HTB

Dosing nevirapine in children

Polly Clayden, HIV i-Base

Dosing antiretrovirals in children is notoriously confusing, utilising different dose calculations, and guidelines are rarely harmonious.

In Europe the PENTA guidelines recommend 150mg/m2 nevirapine BID with a maximum dose of 200mg/m2 BID. The PACTG has evaluated doses of 120mg/m2 and 200mg/m2 BID and the FDA licensed dose is 7mg/kg BID for children age 2 months to 8 years and 4 mg/kg BID 8 years and above. Nevirapine is included in international generic products (and in pipeline paediatric generic fixed dose combinations).

Edmund Capparelli from the University of California presented findings from a population pharmacokinetic evaluation of datasets from five PACTG studies to better characterise nevirapine and assess optimum doses [1]. These five studies contained 2449 nevirapine concentrations from 495 infants and children who were aged between one month and 19.5 years (mean 6.6 years).

There were 54% boys and 46% girls in the group evaluated and 40 children were <6 months; 46 children 6 months to 2 years; 152 children 2 to 6 years; 206 children 6 to 12 years and 51 children >12 years old.

Nevirapine concentrations <1000ng/mL(12%) were excluded from the analysis due to suspected non-adherence.

The population pharmacokinetic analysis was performed using NONMEN (Laplacian) and NLME, both methods had excellent concordance and identified age (a 30% drop from age 5 to 18), ritonavir (a 23% decrease across all age groups) and nelfinavir (a 28% decrease in infants) as covariates associated with lower nevirapine clearance.

#### WORK INSTRUCTION A:
Name each age group of children in the nevirapine dosing text, along with the number of children in that group.
#### WORK INSTRUCTION B:
Return the part of the nevirapine dosing text that starts at "Edmund Capparelli from" and ends at "children >12 years old.".
#### WORK INSTRUCTION C:
Carry the text on dosing nevirapine in children forward from its final sentence.
The listing that comes after this text is from a separate, unrelated source.

#### SOURCE MATERIAL:
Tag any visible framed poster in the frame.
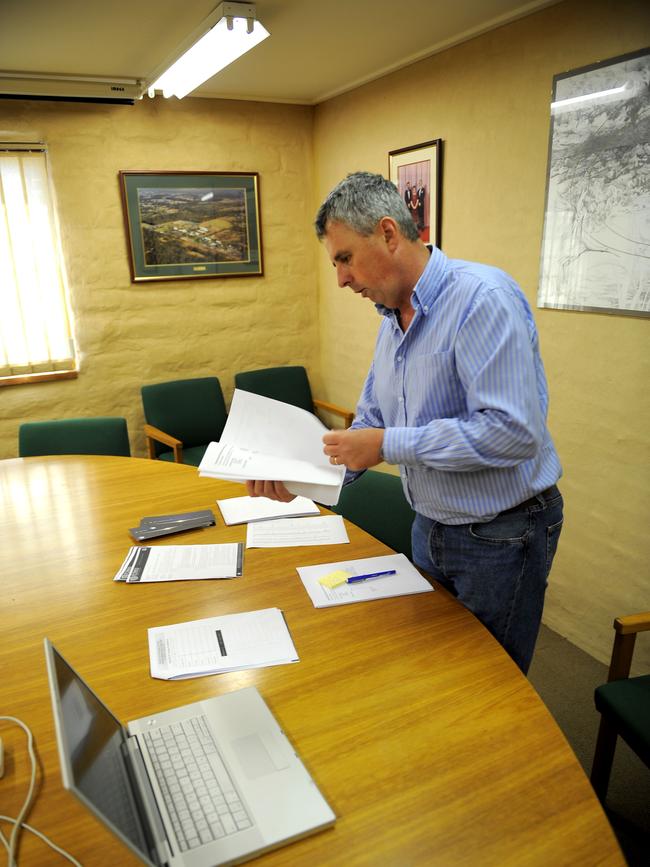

#### ANSWER A:
- Under 6 months: 40 children
- 6 months to 2 years: 46 children
- 2 to 6 years: 152 children
- 6 to 12 years: 206 children
- Over 12 years: 51 children

#### ANSWER B:
Edmund Capparelli from the University of California presented findings from a population pharmacokinetic evaluation of datasets from five PACTG studies to better characterise nevirapine and assess optimum doses [1]. These five studies contained 2449 nevirapine concentrations from 495 infants and children who were aged between one month and 19.5 years (mean 6.6 years).

There were 54% boys and 46% girls in the group evaluated and 40 children were <6 months; 46 children 6 months to 2 years; 152 children 2 to 6 years; 206 children 6 to 12 years and 51 children >12 years old.

#### ANSWER C:
The final model predicted an AUC of 63.6 ug.h/mL for a typical 6.6 year-old (weighing 21.7kg/0.80m2) using nevirapine in combination therapy without ritonavir or nelfinavir. The predicted AUC12hr following 150mg/m2 was 63.9 ng x hr/mL, which is close to adult exposure receiving 400mg/day.

Dr Capparelli concluded that a body surface area (BSA) calculation was slightly more consistent than weight based dosing across all age bands. A dose of 150mg/m2 is less likely to under dose older children than the FDA recommendation based on weight. He added that due to inter patient variability TDM may be useful for children receiving nevirapine.

Reference:

Capparelli E, Blanchard S, Aweeka F et al. Population pharmacokinetics of nevirapine in infants and children—the impact of body size, age, and concomitant therapies. 6th International Workshop on Clinical Pharmacology of HIV Therapy. 28-30 April 2005. Quebec. Abstract 37.